(Object location annotation data)
○ ○ ○ ○ ○ ○ ○

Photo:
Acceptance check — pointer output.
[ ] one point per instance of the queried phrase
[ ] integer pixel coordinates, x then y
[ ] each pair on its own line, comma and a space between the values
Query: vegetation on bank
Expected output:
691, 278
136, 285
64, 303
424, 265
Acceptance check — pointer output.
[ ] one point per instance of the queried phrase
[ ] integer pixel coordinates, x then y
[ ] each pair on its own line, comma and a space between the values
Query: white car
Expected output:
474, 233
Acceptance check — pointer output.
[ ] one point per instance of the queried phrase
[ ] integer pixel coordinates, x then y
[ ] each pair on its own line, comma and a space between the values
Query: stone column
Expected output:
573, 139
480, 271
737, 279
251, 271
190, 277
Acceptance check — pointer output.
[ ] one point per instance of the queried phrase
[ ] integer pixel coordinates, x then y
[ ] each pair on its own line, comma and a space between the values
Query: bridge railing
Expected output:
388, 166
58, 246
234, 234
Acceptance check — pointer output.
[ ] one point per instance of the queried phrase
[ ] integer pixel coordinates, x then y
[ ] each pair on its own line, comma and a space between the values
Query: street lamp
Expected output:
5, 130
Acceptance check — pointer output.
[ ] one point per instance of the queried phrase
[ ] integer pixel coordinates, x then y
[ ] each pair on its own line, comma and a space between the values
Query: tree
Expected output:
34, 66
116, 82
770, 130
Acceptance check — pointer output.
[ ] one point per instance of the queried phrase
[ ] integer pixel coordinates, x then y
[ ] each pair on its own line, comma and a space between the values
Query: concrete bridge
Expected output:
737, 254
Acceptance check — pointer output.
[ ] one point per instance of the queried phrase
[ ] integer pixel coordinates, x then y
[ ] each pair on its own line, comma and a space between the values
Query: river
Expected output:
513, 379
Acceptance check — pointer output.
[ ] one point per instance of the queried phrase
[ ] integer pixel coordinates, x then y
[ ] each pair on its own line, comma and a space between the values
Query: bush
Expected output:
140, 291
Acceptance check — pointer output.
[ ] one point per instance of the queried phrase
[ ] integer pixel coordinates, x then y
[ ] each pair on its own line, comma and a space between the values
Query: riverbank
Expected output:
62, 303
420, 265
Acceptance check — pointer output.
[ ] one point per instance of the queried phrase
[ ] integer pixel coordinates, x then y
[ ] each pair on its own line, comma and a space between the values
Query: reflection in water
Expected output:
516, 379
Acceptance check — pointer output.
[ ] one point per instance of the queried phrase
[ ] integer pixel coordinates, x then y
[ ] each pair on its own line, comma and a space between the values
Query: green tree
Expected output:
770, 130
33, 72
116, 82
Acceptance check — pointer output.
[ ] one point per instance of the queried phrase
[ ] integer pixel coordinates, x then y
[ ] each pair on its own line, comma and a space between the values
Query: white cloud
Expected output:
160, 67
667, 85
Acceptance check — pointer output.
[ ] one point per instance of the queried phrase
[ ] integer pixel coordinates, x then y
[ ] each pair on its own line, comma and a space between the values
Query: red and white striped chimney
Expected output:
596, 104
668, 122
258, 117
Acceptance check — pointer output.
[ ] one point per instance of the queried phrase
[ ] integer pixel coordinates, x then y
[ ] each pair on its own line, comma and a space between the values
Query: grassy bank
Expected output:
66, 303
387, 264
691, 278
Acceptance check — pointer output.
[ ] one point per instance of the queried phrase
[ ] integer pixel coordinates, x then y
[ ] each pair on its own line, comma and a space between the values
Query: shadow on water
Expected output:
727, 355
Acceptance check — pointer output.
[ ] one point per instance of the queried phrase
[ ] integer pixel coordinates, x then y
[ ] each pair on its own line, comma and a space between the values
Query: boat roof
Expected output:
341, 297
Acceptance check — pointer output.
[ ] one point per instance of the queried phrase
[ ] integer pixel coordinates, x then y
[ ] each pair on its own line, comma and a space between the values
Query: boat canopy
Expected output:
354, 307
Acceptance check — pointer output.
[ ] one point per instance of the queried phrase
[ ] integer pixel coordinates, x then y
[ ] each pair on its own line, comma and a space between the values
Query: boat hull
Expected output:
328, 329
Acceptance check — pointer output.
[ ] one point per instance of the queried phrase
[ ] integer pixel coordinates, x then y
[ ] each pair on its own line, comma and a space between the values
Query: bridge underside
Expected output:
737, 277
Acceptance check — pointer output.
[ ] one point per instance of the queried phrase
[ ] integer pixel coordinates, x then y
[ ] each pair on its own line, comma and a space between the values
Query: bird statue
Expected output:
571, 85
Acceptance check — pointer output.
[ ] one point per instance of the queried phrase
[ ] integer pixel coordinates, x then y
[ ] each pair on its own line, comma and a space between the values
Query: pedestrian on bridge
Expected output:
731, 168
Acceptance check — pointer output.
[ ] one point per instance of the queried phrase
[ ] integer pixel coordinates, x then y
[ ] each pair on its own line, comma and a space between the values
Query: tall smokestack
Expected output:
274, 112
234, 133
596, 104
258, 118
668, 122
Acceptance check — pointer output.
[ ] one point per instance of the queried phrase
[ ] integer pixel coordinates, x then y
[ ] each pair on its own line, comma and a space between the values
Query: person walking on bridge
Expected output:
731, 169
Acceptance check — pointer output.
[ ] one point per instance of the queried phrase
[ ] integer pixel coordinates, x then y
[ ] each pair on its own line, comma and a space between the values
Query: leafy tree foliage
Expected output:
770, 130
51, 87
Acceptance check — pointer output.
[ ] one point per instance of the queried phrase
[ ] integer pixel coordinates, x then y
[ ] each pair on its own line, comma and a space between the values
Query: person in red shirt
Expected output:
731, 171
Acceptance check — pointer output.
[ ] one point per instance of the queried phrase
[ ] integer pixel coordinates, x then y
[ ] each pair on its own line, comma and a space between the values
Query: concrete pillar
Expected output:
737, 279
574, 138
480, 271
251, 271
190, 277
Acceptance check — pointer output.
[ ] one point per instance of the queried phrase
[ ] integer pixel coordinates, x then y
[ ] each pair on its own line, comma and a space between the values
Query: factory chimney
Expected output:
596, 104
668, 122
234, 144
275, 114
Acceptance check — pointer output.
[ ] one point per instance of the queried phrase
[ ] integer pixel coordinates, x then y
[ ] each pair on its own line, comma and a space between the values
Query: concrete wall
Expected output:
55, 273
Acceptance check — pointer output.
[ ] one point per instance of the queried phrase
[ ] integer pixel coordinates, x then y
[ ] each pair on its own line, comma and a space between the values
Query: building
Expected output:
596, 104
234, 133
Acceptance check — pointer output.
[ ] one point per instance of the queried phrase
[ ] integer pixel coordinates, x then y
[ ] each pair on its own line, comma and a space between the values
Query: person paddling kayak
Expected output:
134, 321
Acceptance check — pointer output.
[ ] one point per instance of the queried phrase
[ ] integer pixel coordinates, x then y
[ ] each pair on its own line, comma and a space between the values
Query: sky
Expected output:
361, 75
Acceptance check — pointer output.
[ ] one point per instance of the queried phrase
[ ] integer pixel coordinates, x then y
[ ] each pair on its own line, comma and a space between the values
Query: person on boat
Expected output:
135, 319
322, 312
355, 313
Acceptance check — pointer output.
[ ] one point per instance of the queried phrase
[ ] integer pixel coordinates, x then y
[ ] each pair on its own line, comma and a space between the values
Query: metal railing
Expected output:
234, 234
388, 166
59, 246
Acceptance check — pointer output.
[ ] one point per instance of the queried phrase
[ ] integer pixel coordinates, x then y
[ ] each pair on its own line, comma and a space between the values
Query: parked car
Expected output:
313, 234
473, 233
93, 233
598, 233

○ ○ ○ ○ ○ ○ ○

Return every line of the data above that contains the string "boat". Treat the match as case-sensitive.

| CORRECT RESPONSE |
Query: boat roof
Query: boat canopy
Query: boat hull
Query: person on boat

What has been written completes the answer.